Secondo il testo sullo studio FAME, come è stata definita la malattia multi-vasale nei pazienti randomizzati?

▶ [Testo fornito]:

▼▼▼

Se lo studio SYNTAX ha proposto un nuovo modo di guardare alla malattia coronarica multi-vasale, “there is three-vessel disease and three-vessel disease” dice P.W. Serruys, fornendo uno strumento in grado di discernere forme complesse di malattia coronarica, da forme a grado basso o intermedio, lo studio FAME13, anche esso di recente pubblicazione, propone un’ulteriore prospettiva: basare l’individuazione del paziente multi-vasale non già sulle sole basi anatomiche, ma funzionali. Lo studio ha randomizzato 1,005 pazienti con malattia multi-vasale (definita come una stenosi >50% in almeno 2 delle 3 coronarie epicardiche maggiori) a ricevere una rivascolarizzazione mediante PCI e guidata solo dall’angiografia, o una rivascolarizzazione mediante PCI e misurazione, in tutte le lesioni >50%, della riserva di flusso coronarico (FFR), un indice accurato per indicare se una particolare stenosi coronarica sia responsabile di ischemia inducibile. Nei pazienti randomizzati a quest’ultimo braccio, l’angioplastica è stata eseguita solo in caso di ridotta FFR (rapporto tra pressione media distale e  prossimale alla stenosi <0.8014). I risultati ad un anno hanno dimostrato una riduzione, a favore della misurazione di routine della FFR, dell’endpoint composito di morte, infarto del miocardio e necessità di re-intervento di circa il 30%, guidata essenzialmente da una ridotta incidenza del composito di morte ed infarto del miocardio. Inoltre, l’elemento più suggestivo dello studio è che gli eventi maggiori cardio-cerebro-vascolari nel braccio FFR del FAME (11%) sono del tutto sovrapponibili al braccio CABG del SYNTAX (12.4%).

▲▲▲

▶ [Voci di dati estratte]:

▼▼▼

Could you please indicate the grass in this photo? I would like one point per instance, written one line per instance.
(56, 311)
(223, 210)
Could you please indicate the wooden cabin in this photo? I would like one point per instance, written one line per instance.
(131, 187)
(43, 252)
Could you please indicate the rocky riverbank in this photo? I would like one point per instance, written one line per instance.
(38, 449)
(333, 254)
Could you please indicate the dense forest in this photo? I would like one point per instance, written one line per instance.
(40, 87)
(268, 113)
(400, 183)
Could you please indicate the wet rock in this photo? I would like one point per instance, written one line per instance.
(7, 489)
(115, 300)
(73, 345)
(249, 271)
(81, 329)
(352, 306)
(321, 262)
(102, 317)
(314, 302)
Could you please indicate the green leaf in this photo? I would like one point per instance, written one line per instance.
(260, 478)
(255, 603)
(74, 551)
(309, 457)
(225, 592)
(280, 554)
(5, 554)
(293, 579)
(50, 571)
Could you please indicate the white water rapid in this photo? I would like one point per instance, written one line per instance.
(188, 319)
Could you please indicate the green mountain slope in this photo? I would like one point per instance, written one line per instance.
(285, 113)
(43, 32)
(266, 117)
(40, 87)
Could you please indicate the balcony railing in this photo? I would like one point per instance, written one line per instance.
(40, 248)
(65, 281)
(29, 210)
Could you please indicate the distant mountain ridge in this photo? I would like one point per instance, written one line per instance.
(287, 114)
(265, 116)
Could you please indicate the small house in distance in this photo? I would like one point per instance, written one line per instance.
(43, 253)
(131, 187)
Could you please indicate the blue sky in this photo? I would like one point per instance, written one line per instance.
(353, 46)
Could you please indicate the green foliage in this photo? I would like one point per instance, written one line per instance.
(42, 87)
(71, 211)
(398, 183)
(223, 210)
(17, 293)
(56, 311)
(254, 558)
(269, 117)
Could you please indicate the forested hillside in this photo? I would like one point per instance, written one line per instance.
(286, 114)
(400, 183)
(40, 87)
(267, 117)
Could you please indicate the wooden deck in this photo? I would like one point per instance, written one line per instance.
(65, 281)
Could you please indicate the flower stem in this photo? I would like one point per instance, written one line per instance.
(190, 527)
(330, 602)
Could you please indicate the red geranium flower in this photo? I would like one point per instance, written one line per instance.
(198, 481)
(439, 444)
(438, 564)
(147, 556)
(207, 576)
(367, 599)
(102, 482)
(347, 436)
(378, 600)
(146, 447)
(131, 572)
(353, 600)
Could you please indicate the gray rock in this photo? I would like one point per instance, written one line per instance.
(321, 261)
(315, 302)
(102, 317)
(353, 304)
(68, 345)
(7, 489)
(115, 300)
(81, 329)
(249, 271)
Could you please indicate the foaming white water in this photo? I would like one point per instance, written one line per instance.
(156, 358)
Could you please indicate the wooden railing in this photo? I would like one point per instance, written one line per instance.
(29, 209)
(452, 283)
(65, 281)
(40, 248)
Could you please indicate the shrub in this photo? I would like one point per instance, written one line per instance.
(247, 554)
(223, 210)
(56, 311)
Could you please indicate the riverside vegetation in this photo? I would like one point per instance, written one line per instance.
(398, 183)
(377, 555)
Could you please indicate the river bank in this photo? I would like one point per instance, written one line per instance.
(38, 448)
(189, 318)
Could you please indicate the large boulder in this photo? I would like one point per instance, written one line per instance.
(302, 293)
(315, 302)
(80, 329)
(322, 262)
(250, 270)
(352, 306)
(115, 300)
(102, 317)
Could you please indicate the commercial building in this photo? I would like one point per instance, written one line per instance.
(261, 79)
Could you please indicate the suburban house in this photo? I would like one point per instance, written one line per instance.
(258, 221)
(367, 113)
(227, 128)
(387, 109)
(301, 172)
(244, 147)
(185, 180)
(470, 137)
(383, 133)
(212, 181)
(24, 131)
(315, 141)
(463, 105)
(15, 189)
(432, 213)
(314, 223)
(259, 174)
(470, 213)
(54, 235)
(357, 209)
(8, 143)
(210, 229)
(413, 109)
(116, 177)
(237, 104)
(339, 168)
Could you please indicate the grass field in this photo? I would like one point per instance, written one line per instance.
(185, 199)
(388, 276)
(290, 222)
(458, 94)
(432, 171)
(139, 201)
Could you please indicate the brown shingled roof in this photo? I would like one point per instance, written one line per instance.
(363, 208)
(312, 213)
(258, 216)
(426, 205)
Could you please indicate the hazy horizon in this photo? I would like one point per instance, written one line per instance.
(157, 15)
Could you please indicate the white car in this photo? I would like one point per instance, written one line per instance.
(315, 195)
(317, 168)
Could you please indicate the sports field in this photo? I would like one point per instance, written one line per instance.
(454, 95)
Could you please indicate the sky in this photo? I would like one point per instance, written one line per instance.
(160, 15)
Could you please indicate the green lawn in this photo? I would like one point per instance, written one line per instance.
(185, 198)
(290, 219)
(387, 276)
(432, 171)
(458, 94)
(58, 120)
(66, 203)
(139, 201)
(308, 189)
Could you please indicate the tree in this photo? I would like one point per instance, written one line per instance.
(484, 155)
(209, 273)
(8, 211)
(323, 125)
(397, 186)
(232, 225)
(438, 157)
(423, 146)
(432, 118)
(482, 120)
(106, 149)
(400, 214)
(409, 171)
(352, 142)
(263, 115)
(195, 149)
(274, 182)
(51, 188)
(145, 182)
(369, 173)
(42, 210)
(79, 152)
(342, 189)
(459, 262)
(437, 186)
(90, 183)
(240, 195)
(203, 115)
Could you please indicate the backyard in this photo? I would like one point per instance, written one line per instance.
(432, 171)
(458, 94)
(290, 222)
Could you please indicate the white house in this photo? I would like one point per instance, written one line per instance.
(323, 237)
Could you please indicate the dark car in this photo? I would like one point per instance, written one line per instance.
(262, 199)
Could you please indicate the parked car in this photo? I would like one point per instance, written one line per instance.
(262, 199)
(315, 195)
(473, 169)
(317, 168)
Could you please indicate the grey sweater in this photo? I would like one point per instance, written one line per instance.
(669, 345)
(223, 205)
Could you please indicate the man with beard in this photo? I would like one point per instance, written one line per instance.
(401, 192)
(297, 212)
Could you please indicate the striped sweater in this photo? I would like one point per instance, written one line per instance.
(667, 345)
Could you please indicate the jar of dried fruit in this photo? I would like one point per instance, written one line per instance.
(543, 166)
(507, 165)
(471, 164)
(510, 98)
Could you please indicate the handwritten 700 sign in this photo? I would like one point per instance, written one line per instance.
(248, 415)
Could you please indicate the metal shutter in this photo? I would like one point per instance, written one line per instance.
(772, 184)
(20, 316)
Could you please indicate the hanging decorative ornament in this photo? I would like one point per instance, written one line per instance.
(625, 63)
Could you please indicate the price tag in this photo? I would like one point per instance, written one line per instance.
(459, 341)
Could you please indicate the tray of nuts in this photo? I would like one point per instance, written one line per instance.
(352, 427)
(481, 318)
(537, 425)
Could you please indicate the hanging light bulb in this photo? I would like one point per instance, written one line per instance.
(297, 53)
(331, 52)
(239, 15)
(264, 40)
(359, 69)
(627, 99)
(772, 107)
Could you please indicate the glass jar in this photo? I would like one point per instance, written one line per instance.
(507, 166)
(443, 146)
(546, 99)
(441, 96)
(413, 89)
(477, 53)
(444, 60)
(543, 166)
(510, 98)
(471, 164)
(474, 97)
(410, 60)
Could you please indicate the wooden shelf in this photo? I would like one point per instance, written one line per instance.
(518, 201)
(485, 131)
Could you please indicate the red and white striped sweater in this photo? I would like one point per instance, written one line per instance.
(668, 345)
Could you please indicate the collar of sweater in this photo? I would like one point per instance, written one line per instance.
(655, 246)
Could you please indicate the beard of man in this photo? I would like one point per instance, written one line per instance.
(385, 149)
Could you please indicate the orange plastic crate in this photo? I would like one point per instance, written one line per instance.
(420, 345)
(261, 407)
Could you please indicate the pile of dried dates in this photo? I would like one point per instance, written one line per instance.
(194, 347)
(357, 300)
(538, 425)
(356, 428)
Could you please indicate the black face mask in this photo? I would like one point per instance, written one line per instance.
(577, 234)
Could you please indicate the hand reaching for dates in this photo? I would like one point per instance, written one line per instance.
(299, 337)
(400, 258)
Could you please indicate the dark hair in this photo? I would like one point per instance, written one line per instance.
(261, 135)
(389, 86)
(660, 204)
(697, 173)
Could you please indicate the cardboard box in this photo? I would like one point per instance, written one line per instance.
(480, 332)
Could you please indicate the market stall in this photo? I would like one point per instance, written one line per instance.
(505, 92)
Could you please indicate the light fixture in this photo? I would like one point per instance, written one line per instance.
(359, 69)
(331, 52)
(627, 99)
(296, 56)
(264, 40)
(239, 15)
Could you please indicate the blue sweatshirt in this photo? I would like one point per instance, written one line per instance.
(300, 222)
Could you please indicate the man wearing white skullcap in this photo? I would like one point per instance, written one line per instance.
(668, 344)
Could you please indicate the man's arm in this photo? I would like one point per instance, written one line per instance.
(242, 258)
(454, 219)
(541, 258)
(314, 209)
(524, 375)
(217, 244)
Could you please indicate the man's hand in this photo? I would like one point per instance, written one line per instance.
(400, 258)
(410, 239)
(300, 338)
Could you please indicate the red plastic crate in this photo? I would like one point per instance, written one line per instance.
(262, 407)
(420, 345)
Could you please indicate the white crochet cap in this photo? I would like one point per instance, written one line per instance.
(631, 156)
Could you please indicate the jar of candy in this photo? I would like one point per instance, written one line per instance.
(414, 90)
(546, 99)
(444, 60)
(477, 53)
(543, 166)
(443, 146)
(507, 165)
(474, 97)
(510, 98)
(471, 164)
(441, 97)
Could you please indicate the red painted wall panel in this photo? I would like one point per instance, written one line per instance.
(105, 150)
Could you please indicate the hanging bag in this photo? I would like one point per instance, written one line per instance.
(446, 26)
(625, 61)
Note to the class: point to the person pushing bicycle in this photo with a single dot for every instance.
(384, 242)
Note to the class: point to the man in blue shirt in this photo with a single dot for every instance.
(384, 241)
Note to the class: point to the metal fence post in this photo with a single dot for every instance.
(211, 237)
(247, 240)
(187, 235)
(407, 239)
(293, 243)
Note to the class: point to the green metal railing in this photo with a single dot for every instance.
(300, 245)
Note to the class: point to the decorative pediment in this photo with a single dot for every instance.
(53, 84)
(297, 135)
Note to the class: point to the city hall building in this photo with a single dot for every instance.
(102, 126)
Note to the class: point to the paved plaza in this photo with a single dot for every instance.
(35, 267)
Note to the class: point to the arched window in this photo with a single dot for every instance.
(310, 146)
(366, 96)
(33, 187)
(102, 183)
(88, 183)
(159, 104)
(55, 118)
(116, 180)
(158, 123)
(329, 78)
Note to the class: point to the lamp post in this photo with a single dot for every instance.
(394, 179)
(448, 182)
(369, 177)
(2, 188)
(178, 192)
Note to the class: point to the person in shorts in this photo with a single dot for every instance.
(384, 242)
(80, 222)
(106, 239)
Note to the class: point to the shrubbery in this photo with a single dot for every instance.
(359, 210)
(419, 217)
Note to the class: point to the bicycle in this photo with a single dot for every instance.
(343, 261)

▲▲▲

▶ [Risposta attesa]:
Come una stenosi superiore al 50% in almeno 2 delle 3 coronarie epicardiche maggiori.